=== Begin Enclosure ===

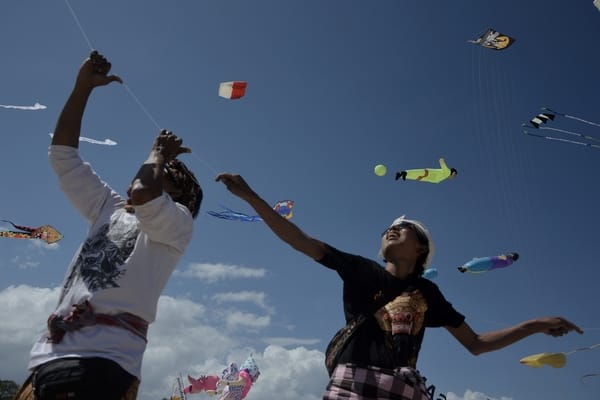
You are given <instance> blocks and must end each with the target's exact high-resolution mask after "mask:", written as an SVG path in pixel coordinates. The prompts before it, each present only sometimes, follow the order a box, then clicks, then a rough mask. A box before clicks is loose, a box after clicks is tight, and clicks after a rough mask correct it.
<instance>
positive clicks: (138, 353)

=== End Enclosure ===
=== Begin Enclosure ===

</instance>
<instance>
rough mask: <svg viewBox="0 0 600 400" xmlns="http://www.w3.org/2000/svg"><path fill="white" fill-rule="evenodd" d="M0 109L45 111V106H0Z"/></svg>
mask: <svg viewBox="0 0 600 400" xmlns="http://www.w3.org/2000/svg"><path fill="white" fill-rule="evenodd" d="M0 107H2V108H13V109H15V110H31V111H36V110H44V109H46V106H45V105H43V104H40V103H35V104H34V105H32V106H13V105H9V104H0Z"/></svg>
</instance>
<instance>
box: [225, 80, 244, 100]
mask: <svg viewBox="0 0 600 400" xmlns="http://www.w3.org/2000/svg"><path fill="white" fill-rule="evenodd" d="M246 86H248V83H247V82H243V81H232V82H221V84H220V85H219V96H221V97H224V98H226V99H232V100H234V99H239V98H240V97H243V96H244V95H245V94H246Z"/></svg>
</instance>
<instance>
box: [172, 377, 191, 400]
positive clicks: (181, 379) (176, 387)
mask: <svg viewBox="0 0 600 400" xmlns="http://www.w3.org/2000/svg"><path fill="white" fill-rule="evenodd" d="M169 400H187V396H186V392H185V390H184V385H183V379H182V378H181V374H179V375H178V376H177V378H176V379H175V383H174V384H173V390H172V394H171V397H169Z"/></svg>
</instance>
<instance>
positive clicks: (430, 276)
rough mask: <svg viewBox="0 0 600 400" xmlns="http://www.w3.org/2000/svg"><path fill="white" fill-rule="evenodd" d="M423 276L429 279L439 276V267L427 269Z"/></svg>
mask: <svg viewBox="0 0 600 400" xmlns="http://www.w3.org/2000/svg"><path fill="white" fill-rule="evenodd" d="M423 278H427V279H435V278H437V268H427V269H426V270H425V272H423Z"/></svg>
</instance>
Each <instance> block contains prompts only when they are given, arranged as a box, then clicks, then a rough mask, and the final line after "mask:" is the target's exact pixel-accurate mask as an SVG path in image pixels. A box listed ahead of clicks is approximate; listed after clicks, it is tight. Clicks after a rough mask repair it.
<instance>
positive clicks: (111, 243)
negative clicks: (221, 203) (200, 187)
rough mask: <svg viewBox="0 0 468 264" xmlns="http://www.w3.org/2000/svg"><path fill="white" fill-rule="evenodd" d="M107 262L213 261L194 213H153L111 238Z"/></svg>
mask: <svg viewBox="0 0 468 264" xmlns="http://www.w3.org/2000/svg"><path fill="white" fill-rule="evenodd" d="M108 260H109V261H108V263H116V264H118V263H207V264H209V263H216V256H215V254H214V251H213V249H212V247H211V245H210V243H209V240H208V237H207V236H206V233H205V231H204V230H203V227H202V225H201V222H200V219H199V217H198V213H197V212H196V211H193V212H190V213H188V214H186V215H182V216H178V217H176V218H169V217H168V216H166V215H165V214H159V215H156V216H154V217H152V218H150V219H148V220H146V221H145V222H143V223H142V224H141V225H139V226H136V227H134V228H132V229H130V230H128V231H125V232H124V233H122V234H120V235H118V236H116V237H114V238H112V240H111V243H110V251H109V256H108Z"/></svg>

=== End Enclosure ===
=== Begin Enclosure ===

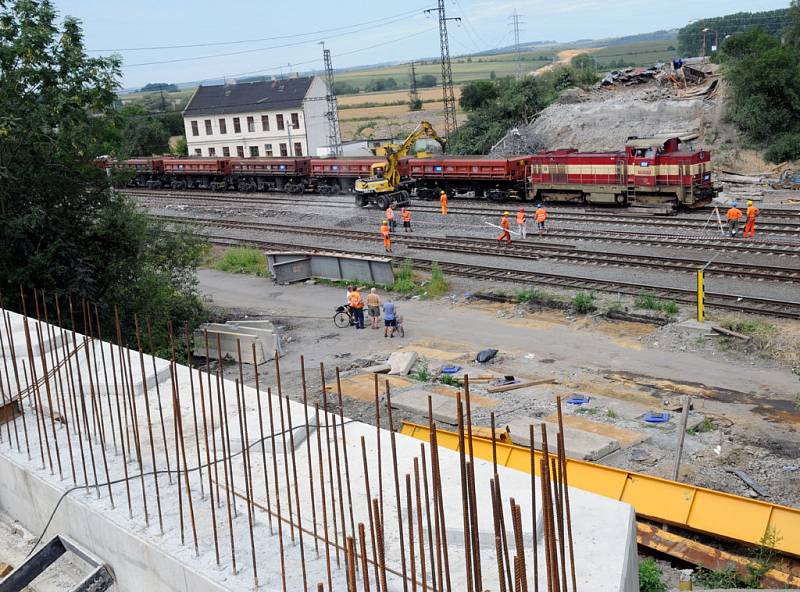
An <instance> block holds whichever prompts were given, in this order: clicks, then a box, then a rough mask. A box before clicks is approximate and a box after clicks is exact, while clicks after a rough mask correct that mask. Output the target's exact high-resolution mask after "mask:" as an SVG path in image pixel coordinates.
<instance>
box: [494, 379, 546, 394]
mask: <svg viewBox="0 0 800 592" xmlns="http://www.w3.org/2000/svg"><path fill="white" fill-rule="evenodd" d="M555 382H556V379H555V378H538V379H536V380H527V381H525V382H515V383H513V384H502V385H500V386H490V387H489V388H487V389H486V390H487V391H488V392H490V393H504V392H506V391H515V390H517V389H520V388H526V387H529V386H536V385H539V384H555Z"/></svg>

=== End Enclosure ===

- _REQUIREMENT_
Which of the lines above hold the string "approximate"? Copy each one.

- _TASK RESPONSE_
Each <instance> block contains prompts only when they are given, arranged as a box, then clicks, then a rough mask, and the final line after "mask:" is the target's exact pixel-accurate mask as an SVG path in image pixels. A box listed ahead of clicks is approximate; listed after clicks, it is tight. Clicks after a rough mask repair it.
An <instance> block holds whichever prompts were given, in this order: clicks, then a box, then a rough mask. A box before clicks is approximate and a box after clicks is exact, while clicks after a rough mask correct that mask. Output the target's exact high-resolution mask after "mask:" as an SVG path in image pixel coordinates.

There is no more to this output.